WHAT THE TASK ASKS
A copy is needed of each line in the records that has the word "emblem".

(Data records)
□ □ □ □

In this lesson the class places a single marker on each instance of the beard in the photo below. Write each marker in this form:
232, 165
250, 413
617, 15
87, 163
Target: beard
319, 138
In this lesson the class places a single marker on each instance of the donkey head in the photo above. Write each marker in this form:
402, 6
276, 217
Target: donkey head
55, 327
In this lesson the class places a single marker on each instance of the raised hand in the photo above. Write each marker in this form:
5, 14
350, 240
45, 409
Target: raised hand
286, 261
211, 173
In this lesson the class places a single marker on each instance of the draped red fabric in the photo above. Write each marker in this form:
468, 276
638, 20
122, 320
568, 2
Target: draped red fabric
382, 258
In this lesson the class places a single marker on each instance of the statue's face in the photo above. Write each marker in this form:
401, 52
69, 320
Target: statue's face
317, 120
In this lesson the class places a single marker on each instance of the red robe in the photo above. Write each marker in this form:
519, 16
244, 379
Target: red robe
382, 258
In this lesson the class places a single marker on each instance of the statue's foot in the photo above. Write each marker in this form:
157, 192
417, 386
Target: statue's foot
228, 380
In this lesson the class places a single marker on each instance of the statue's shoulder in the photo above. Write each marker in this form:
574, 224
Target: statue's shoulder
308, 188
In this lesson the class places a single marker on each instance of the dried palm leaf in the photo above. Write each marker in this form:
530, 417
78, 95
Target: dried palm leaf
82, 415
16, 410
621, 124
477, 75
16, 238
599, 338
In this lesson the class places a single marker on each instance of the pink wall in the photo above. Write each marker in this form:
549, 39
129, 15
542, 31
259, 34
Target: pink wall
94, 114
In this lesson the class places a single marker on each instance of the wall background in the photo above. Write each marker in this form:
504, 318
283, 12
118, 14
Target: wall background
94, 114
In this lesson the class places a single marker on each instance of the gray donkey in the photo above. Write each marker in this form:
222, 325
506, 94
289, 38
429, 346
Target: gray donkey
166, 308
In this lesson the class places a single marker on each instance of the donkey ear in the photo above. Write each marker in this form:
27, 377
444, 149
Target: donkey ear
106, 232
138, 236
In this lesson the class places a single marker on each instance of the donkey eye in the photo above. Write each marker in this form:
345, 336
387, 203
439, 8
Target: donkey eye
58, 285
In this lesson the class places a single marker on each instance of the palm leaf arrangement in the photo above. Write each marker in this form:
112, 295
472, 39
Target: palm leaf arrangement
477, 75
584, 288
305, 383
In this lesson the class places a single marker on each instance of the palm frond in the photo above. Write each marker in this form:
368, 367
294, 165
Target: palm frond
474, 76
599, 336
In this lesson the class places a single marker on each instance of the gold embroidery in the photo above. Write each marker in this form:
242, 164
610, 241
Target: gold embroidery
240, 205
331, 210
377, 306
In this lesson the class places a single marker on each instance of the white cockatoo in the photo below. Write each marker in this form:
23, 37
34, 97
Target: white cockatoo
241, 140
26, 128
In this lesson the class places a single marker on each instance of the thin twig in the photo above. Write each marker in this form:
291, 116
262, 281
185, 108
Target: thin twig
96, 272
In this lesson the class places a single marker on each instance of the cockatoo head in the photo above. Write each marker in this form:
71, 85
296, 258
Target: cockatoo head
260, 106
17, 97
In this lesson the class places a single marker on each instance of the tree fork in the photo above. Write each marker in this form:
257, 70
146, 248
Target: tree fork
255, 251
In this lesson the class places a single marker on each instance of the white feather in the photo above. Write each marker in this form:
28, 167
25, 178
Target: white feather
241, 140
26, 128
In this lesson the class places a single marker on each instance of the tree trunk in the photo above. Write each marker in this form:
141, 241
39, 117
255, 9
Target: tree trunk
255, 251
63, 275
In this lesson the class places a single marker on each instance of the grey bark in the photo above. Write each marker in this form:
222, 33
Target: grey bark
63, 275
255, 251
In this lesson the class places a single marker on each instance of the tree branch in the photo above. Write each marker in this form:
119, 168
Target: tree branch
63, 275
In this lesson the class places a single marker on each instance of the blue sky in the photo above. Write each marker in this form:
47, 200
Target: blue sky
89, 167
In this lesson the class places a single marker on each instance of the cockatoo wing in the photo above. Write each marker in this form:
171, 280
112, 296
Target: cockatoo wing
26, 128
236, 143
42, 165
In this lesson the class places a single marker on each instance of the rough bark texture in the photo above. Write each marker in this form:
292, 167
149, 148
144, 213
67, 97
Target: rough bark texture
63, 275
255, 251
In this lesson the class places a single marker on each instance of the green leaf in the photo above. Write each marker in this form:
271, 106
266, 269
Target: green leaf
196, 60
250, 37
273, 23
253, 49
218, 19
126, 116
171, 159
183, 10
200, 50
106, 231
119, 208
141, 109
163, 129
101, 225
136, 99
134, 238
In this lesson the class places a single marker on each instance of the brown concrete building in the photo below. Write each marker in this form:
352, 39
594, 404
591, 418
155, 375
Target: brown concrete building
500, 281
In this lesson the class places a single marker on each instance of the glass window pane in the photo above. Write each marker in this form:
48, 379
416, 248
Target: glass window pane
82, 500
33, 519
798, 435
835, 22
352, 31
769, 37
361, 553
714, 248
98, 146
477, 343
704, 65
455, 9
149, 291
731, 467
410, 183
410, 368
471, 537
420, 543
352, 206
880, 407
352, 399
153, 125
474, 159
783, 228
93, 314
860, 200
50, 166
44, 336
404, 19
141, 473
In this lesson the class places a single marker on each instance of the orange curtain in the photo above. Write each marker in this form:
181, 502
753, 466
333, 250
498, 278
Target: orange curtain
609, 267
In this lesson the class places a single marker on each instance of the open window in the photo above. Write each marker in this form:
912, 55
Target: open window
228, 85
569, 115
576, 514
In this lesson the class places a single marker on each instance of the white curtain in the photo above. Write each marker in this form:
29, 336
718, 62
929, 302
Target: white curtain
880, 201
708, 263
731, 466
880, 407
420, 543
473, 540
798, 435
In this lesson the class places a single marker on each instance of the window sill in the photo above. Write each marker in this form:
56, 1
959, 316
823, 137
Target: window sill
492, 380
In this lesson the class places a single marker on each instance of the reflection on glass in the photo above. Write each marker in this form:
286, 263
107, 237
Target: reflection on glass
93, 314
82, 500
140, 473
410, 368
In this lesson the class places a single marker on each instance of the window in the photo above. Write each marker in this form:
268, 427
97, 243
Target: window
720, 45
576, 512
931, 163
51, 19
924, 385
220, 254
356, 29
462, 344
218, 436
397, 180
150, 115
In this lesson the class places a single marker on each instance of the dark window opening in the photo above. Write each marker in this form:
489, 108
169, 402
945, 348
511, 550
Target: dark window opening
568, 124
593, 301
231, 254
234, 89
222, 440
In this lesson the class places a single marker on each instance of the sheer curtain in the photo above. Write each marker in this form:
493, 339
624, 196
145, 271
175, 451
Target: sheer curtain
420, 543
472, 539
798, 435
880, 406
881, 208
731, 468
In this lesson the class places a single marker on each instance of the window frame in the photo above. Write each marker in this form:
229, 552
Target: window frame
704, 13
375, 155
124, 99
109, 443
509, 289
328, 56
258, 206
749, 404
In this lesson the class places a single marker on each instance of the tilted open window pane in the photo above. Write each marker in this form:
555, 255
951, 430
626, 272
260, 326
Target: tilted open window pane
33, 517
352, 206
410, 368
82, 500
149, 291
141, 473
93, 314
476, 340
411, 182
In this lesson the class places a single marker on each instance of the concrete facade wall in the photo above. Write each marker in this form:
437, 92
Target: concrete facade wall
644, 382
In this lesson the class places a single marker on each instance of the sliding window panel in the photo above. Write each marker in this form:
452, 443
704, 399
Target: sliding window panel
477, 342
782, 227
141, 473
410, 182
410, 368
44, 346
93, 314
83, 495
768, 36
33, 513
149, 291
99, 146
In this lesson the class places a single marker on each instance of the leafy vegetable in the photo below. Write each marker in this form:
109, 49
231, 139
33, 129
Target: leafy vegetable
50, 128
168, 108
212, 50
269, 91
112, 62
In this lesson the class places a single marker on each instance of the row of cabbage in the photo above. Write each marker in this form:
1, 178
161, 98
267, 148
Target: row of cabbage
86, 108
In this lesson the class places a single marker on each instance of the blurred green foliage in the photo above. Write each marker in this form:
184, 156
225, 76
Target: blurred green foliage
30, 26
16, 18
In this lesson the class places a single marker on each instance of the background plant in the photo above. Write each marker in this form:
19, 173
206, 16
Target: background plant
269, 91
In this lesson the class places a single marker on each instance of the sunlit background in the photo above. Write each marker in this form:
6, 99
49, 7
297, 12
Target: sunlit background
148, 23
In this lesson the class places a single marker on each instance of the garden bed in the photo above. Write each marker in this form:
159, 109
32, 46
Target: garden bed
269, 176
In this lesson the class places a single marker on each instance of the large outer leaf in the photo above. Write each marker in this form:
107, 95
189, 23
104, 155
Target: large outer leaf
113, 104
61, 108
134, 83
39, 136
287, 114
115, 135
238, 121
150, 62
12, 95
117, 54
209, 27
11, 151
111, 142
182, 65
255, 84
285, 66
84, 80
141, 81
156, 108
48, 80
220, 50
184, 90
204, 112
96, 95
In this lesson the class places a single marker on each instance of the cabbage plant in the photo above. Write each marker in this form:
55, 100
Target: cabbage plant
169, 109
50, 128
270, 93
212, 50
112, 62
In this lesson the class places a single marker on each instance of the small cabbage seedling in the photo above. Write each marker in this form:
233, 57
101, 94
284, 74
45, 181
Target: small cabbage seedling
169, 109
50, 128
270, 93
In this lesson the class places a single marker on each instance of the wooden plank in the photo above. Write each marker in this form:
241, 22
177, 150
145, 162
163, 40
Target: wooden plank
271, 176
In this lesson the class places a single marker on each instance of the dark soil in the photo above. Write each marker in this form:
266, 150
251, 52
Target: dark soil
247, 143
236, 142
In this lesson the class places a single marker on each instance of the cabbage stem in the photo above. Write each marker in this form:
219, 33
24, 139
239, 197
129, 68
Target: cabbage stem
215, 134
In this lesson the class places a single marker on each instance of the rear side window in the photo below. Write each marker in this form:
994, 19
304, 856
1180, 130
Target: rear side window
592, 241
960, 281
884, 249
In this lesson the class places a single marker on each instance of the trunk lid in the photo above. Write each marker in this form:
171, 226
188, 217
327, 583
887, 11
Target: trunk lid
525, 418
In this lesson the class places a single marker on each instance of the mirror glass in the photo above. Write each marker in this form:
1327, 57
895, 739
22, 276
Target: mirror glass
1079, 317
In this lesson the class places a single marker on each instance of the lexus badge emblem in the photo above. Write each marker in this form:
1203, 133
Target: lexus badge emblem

□ □ □ □

WRITTEN SOLUTION
In this lesson the class places a single marker on each instance of the lexus badge emblem in the photo above. Write each marker in this form:
Target: lexus badge emblem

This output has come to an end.